[Stored entries]
* * * *
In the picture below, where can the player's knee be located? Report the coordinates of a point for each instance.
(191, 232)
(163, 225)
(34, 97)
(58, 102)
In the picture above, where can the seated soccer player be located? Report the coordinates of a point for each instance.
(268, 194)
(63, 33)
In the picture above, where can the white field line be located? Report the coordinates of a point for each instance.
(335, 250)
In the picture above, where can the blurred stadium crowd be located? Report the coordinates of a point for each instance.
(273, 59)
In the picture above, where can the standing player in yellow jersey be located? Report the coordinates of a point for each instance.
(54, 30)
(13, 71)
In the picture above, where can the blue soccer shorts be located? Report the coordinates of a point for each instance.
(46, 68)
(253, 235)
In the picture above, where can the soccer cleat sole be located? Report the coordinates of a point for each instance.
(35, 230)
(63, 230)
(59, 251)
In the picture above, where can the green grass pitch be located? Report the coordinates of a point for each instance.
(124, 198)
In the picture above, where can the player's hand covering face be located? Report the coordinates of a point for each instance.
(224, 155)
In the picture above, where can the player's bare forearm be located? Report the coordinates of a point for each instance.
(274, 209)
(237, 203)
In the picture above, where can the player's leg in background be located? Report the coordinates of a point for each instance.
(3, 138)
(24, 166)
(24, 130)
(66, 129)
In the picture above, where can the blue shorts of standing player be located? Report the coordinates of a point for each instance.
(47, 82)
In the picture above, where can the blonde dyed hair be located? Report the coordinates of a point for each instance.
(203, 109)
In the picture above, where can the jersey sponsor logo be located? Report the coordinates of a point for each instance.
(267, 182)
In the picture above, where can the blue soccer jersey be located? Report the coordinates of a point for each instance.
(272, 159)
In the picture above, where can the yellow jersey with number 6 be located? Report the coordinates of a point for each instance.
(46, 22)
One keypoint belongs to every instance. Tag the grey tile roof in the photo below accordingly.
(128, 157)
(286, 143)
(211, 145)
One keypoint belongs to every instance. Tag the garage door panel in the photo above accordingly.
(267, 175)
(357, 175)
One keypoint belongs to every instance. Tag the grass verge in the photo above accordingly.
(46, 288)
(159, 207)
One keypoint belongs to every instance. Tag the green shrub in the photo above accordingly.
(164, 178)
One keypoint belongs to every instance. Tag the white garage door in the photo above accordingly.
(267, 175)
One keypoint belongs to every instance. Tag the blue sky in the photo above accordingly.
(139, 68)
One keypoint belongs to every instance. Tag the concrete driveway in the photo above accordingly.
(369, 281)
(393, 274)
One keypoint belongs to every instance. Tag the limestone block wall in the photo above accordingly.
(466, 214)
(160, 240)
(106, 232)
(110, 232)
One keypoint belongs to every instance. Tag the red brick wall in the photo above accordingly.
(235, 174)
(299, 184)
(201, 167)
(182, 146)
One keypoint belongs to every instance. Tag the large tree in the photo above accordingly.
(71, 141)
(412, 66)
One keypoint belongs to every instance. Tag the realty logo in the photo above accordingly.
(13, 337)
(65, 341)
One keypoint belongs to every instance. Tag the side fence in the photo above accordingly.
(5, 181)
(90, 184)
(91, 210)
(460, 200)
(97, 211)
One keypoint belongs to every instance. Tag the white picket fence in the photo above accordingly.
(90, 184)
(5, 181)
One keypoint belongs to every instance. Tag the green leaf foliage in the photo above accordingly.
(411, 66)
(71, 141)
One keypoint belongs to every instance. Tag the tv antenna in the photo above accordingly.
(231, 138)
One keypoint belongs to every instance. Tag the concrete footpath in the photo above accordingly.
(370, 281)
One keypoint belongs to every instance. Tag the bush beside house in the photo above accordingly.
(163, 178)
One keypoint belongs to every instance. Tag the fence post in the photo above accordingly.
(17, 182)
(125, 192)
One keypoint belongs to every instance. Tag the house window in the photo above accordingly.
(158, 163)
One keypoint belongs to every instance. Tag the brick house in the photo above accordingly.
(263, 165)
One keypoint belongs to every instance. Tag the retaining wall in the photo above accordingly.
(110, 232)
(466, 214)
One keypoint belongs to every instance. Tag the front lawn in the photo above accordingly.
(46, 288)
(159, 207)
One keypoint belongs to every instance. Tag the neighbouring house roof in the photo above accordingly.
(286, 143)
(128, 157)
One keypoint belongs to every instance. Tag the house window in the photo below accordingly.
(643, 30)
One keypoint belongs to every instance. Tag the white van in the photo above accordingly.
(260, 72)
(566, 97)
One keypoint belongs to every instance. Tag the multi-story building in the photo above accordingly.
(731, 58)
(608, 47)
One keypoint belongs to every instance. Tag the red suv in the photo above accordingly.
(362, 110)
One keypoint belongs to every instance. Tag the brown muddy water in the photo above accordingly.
* * * *
Task objective
Restate the data above word for word.

Response for this exercise
In the picture below, where can the player's knee be located? Report the coordinates of a point for each instance.
(191, 232)
(163, 225)
(34, 97)
(58, 102)
In the picture above, where can the seated soccer player be located? Report the coordinates of a point for each instance.
(268, 194)
(63, 33)
In the picture above, where can the white field line be located? Report the coordinates of a point for each instance.
(335, 250)
In the picture above, where can the blurred stadium crowd be located? Report the coordinates of a point for each instance.
(273, 59)
In the picture above, where can the standing player in yellow jersey be located? Report the coordinates of a point for each instance.
(54, 30)
(13, 71)
In the picture above, where can the blue soccer shorts be located? Report the coordinates of a point for each instance.
(46, 68)
(253, 235)
In the picture above, where can the soccer cleat sole be located? Report the coordinates of a point for each instance.
(35, 230)
(63, 230)
(59, 251)
In the picture above, where can the green grass pitch be located? Report the coordinates of a point for each instance.
(124, 198)
In the picture above, where can the player's hand covering face be located? Report the coordinates of a point for each instance.
(224, 155)
In the picture above, where can the player's bare forearm be located? Report the coordinates of a point for each instance.
(274, 209)
(237, 203)
In the picture above, where can the player's leg in background be located? Report the coordinates of a point for each instance.
(3, 138)
(24, 166)
(24, 130)
(66, 129)
In the picture above, where can the blue shorts of standing player be located? Report the coordinates of a point for each instance.
(47, 82)
In the picture above, where can the blonde dyed hair be located? Report the coordinates of a point for each instance.
(203, 109)
In the picture above, where can the jersey sponsor logo be located? Report the coordinates of a point for each instance.
(267, 182)
In the picture above, where can the blue soccer jersey be located? Report the coordinates of a point for each instance.
(272, 159)
In the picture above, where can the yellow jersey with number 6 be located? Report the coordinates of a point for each instance.
(46, 22)
One keypoint belongs to every instance. Tag the grey tile roof in the photo below accordingly.
(128, 157)
(286, 143)
(211, 145)
One keypoint belongs to every instance. Tag the garage door panel in the photo above accordingly.
(267, 175)
(357, 175)
One keypoint belongs to every instance. Tag the grass verge in the photo above accordingly.
(46, 288)
(159, 207)
One keypoint belongs to every instance. Tag the green shrub in the photo above accordingly.
(164, 178)
One keypoint belongs to every instance. Tag the white garage door in the photo above accordingly.
(267, 175)
One keypoint belongs to every instance. Tag the blue sky in the photo above accordingly.
(139, 68)
One keypoint belongs to every instance. Tag the concrete driveway in the photo above accordingly.
(369, 281)
(393, 274)
One keypoint belongs to every instance. Tag the limestone block wall in the photo above accordingly.
(466, 214)
(160, 240)
(106, 232)
(110, 232)
One keypoint belongs to every instance. Tag the red brick wall in the photo above accordingly.
(235, 174)
(299, 184)
(201, 167)
(182, 146)
One keypoint belongs to every instance. Tag the large tree in the photo above accordingly.
(71, 141)
(412, 66)
One keypoint belongs to every instance. Tag the realty logo in the photo above accordingly.
(13, 337)
(65, 341)
One keypoint belongs to every instance. Tag the side fence in the photo above accordingly.
(5, 181)
(90, 184)
(91, 210)
(460, 200)
(97, 211)
One keypoint belongs to every instance. Tag the white picket fence in the photo above accordingly.
(90, 184)
(5, 181)
One keypoint belongs to every instance. Tag the green leaf foliage in the photo above accordingly.
(411, 66)
(71, 141)
One keypoint belongs to every instance. Tag the tv antenna in the photo above accordingly.
(231, 138)
One keypoint belongs to every instance. Tag the concrete footpath in the photo above accordingly.
(370, 281)
One keypoint belongs to every instance. Tag the bush beside house in the photo above accordingly.
(163, 178)
One keypoint belongs to every instance. Tag the fence post in the photo above accordingly.
(17, 182)
(125, 192)
One keypoint belongs to every instance. Tag the house window in the photo above accordingly.
(158, 163)
One keypoint belongs to every instance. Tag the brick house in the photo above accordingly.
(263, 165)
One keypoint belongs to every instance. Tag the retaining wall in the photo above accordingly.
(110, 232)
(466, 214)
One keypoint belongs to every instance. Tag the front lawn in the photo above accordingly.
(46, 288)
(159, 207)
One keypoint belongs to every instance. Tag the neighbouring house roof in the photo above accordingly.
(286, 143)
(128, 157)
One keypoint belongs to every instance. Tag the house window in the photo below accordingly.
(643, 30)
One keypoint belongs to every instance. Tag the white van in the photo above accordingly.
(260, 72)
(566, 97)
One keypoint belongs to every instance. Tag the multi-story building in the photo above accordingly.
(731, 58)
(608, 47)
One keypoint belongs to every instance. Tag the red suv in the photo above accordingly.
(362, 110)
One keypoint belongs to every instance. Tag the brown muddy water in the photo above accordingly.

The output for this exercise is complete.